◆ Objectives
[a] Decide whether each statement below agrees with the chaos engineering page. Answer yes or no for each, and quote the exact words of the page that decide it.
(i) Knowledge sharing is the core strength of manual runs.
(ii) In fully automated chaos engineering, the responsibility for dealing with an incident is usually spread across a whole team.
(iii) Manual runs let people practice the triage and response process when the stakes are higher than in a real incident.
[b] Reproduce the part of the chaos engineering page starting with "Attempting chaos engineering" and going on through "fully automated systems.".
[c] Summarize the chaos engineering page in two sentences.

Chaos Engineering

Approaching Chaos

How to think about starting chaos engineering

Attempting chaos engineering in an organization for the first time can be a challenge. Let’s assume that all the right people are bought into the idea, what next? There are two wildly different approaches you can take. First is finding ways to automate chaos experiments, using tools like chaos monkey to inject faults1, or an entire platform dedicated to it like gremlin2. Alternatively, they can be performed manually. Both have their appeals—manual experiments can add exponentially more value in the right scenarios. Chaos engineering lends engineers to think about technical systems and their resilience being evaluated by observable and quantifiable metrics, but often, the incident response and socio-technical attributes of doing it are left out in fully automated systems.

The value of full-automation is baking reliability into products and services—it’s mandatory when anything can fail at anytime. This is enforced by having randomized sets of experiments run to inject faults into the system. An interesting finding might ping the active on-call and they might get some exposure to this failure mode but all the responsibility of dealing with the incident likely falls onto a single individual, perhaps discussed during a post-mortem analysis of the event in a way that is actionable, but maybe not. Perhaps this is one factor in ensuring reliability concerns become culture norms, the other part is making sure that the engineers writing the software have incentives to fix issues. One approach to doing this is sharing pagers with an incident team.

The core strength of manual runs is knowledge sharing. Putting people in the same room with various degrees of expertise during different stages of an experiment will make engineers stronger and more knowledgeable about the actual behavior of the systems. This allows people to update their mental models, tune their telemetry, and update incident response plans in preparation to the experiment and its follow-up. Gathering the necessary information to answer questions gives people a chance to discover more things about their system and how to work with it, which is an important training activity. Since the activity is being done as part of an experiment it becomes work rather than an exercise and has a larger chance of growing an engineer because there is no answer book, they’ll have to figure it out, which is a skill worth building. The follow-up that happens after experiments also teases out things that can be improved from both the technical and socio-technical systems being analyzed. How did someone respond to an incident? Who was paged? What is the narrative of our telemetry? All of these things get actively discussed in manual runs, which are often left out of automated runs. They give you insight into the ability of engineers and the culture that surrounds you. They also give you a chance to organically build incident response skills in people that may never have responded to an incident before. In real incidents cortisol levels run high, sleep deprivation kicks in, people perform worse. Manual runs can help people learn how to operate with slightly elevated cortisol levels and help internalize the triage and response process in that particular scenario, critically, when the stakes are lower.

◆ Supplied material
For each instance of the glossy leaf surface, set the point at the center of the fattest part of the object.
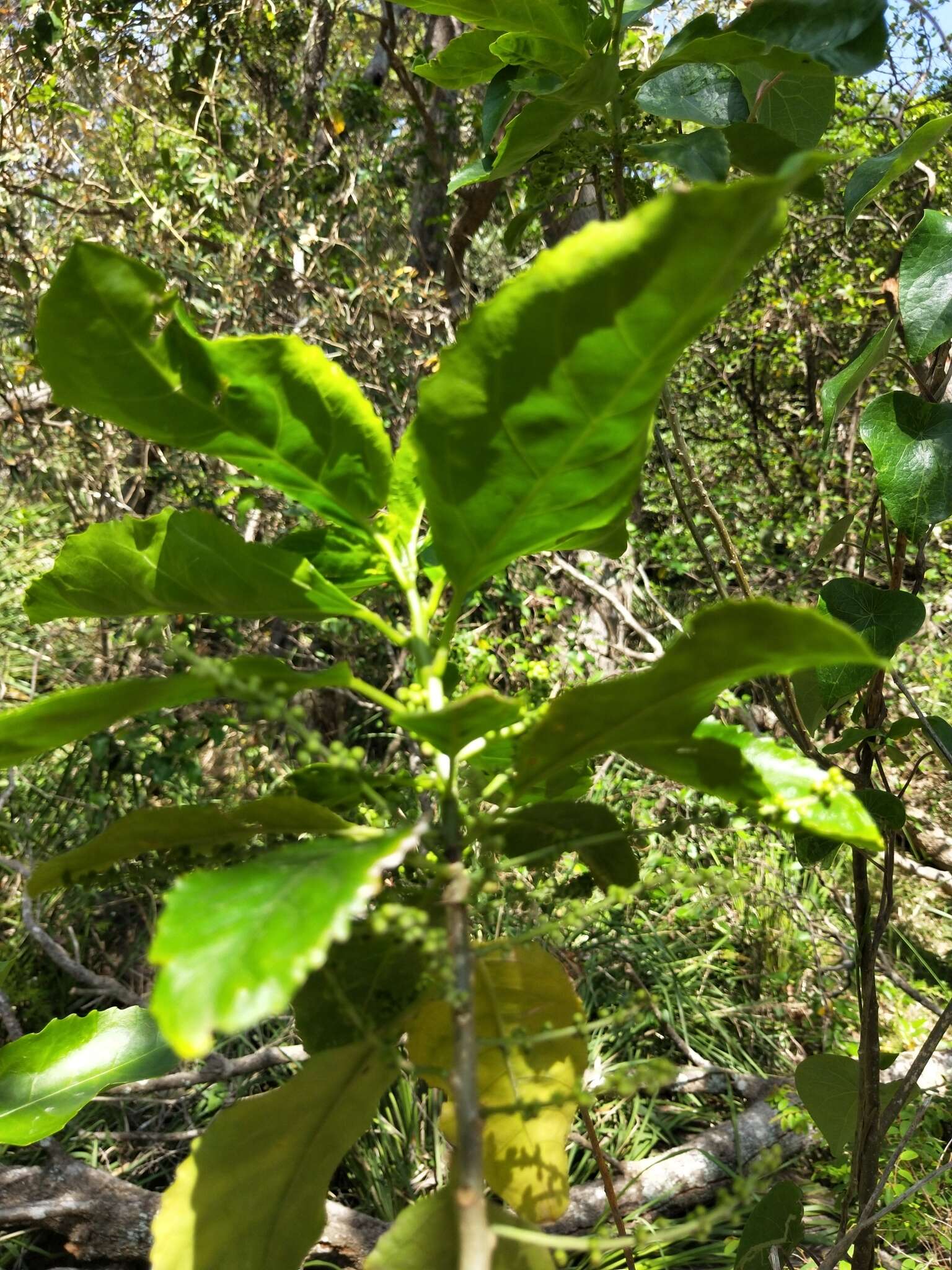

◆ Solutions below
[a]
(i) Yes: "The core strength of manual runs is knowledge sharing."
(ii) No: "all the responsibility of dealing with the incident likely falls onto a single individual"
(iii) No: "critically, when the stakes are lower."

[b]
Attempting chaos engineering in an organization for the first time can be a challenge. Let’s assume that all the right people are bought into the idea, what next? There are two wildly different approaches you can take. First is finding ways to automate chaos experiments, using tools like chaos monkey to inject faults1, or an entire platform dedicated to it like gremlin2. Alternatively, they can be performed manually. Both have their appeals—manual experiments can add exponentially more value in the right scenarios. Chaos engineering lends engineers to think about technical systems and their resilience being evaluated by observable and quantifiable metrics, but often, the incident response and socio-technical attributes of doing it are left out in fully automated systems.

[c] Chaos engineering can begin in one of two ways: automating experiments with tools that inject faults, or running the experiments manually, and fully automated systems often leave out incident response and socio-technical attributes. Full automation bakes reliability into products and services, while manual runs share knowledge, build incident response skills, and help people internalize triage and response when the stakes are lower.